Почему не создали семьи после войны? Свидетелей-то ночного события не осталось. А потому что венчались в церкви, а это для них высоко и важно, как сама жизнь! Одна совсем юная девушка, лет восемнадцати, дождалась меня в холле и спросила: давно ли всё рассказанное произошло? Я отвечаю: лет сто семьдесят назад. Она не ожидала. Стоит и смотрит на меня, а по лицу пробегают мысли. О чём она думает? Для неё, я вижу, сто семьдесят лет – непредставимо много. А те люди, – может быть, думает она, – их чувства, и то, что они говорили, всё так понятно и близко, что даже не верится, что всё это было жутко давно.
В молодости как-то неясно, кто из нас где в истории: предки ли остались безнадёжно позади, или мы пытаемся их догнать и поучиться у них верности и вообще жизни? Или, что вернее всего, мы все на разных расстояниях от одного солнечного центра. События и лица не совершают путь из прошлого в будущее, но окружают начало: перед этим источником растут, умнеют или портятся, к нему приближаются или от него бегут. Никогда и нигде нельзя идти против Бога.
От того путешествия в памяти остались громадные гладкие камни, акацию и баобабы в саванне. И господский дом в Тульской губернии. Дорога к нему занесена снегом, морозно, и небо на западе ярко-оранжевое, а тонкая полоска над лесом, в которую погружается неслепящее белое солнце, пепельно-серая, и в двух окнах невысокого дома с деревянными колоннами появился свет.
С высоты
Позвонили вечером в храм, попросили священника к тяжелобольной. На следующий день после Литургии пошёл по адресу: нашёл одноподъездную двенадцатиэтажную башню. Снаружи она симпатичная. У подъезда сирень. Внутри – мрак. Пыльный цементный пол в выбоинах, прутья лестничных перил свёрнуты в бараньи рога, кнопки лифта прожжены сигаретами, стены размалёваны какими-то фантастическими рожами и исполосованы бранью. Наскальные рисунки далёкого человечества говорили об охоте, о жертвоприношениях, кое-что рассказывали о быте. Отражали то, что видел и чем жил человек.

• ОТОБРАННЫЕ СТРОКИ
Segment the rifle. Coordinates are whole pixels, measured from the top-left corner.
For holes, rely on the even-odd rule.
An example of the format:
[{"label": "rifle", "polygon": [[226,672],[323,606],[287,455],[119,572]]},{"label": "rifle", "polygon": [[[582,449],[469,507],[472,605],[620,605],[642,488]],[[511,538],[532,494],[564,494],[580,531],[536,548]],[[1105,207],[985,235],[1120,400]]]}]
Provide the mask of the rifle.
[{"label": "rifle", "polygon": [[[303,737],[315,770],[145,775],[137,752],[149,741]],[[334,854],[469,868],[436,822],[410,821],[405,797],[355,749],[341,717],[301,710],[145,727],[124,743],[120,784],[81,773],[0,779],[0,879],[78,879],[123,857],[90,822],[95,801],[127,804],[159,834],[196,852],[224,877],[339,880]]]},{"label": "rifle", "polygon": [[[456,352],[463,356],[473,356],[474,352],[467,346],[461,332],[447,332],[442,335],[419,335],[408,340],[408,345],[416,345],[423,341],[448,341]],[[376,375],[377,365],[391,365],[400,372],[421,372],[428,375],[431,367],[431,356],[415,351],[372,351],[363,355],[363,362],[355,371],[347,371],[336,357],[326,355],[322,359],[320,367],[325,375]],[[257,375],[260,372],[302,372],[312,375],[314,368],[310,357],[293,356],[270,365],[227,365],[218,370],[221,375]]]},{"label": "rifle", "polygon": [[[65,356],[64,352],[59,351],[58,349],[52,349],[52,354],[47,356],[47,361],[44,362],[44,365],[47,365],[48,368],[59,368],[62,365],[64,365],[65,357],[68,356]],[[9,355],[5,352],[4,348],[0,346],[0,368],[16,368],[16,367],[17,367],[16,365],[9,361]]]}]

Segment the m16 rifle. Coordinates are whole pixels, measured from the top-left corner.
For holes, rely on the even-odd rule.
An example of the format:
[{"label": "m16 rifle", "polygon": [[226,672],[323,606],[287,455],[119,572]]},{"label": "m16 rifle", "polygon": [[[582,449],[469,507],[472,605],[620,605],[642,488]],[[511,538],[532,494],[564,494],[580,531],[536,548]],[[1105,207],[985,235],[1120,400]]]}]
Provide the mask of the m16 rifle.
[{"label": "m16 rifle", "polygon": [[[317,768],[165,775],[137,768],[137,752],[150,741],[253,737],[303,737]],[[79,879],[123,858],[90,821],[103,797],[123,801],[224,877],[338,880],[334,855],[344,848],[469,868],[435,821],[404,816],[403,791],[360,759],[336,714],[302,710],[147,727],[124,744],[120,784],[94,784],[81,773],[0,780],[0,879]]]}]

• ЗАДАНИЕ A
Перепишите часть исходного фрагмента от слов «Почему не создали» до слов «было жутко давно.» включительно, поставив «студентка» вместо «девушка».
• ЗАДАНИЕ B
Перечислите все растения, которые упоминаются в исходном фрагменте.
• ЗАДАНИЕ C
Напишите продолжение исходного фрагмента, начиная сразу после его последнего предложения.

• ОТВЕТ A
Почему не создали семьи после войны? Свидетелей-то ночного события не осталось. А потому что венчались в церкви, а это для них высоко и важно, как сама жизнь! Одна совсем юная студентка, лет восемнадцати, дождалась меня в холле и спросила: давно ли всё рассказанное произошло? Я отвечаю: лет сто семьдесят назад. Она не ожидала. Стоит и смотрит на меня, а по лицу пробегают мысли. О чём она думает? Для неё, я вижу, сто семьдесят лет – непредставимо много. А те люди, – может быть, думает она, – их чувства, и то, что они говорили, всё так понятно и близко, что даже не верится, что всё это было жутко давно.

• ОТВЕТ B
акация, баобабы, сирень

• ОТВЕТ C
Подниматься мне на двенадцатый этаж. Вошёл в скрипучую кабинку, со стоном сдвинулись за мной её дверцы, и я поплыл вверх, трясясь, с мыслью: а когда-то же должна эта разболтанная люлька низвергнуться в шахту. Не со мной ли? Нет, меня миновало. Я приехал. На лестничной площадке мешки с картошкой, изодранный диван и журнальный столик с миской окурков. В квартире душно.
Вот ещё один человек, старенькая, пожелтевшая от болезни женщина покидает ту жизнь, которая казалась ей когда-то, без сомнений, необозримой, единственной, полной будущих радостей. Теперь у неё всё позади, теперь последние её дни здесь, временами почти агония. Но то, что с ней, ещё очень даже неплохо. Ей восемьдесят шестой, вокруг тихие серьёзные родные. Трогательно ухаживает за ней её невестка: видно, что ни у кого из домашних так хорошо не получается её вертеть, подмывать, поить с ложечки. Онкология – наша современная чума, не щадящая и совсем молодых.
А бабушка, к общему удивлению, пришла в себя, сама разговорилась, так что мне даже пришлось просить всех удалиться за дверь: момент важный – человек начал исповедоваться. Мне-то ясно, что есть тайны сердца; бабушке сейчас всё равно; а на лицах некоторых родственников изобразилось недоумение: ну зачем прошлое ворошить, и что она там может сказать путного…
Потом я дверь раскрыл, невестка мне принесла недостающее для соборования, пособоровал и причастил старушку. Она незаметно вся подобралась, как будто успокоилась и прояснела. В прихожей, провожая, дочь и невестка стали спрашивать меня, что нужно, чтобы и им прийти на исповедь и причаститься. Я отвечал, что для начала – прийти. Что нужно, чтобы ребёнка научить наукам? Отдать в надёжные руки, проверенным учителям. В храм вы придёте не ко мне. Я буду только свидетелем, помощником, провожатым. Надежней Божиих рук нет.
Через три дня старушку отпели. Всё, о чём пишу, случилось год назад. Родные её, говорившие со мной в прихожей, всё идут. А визиты такие, по приглашению, такие вот «требы», священники совершают постоянно. И почему это мне тот день так врезался в память? Необъяснимо. Бывает.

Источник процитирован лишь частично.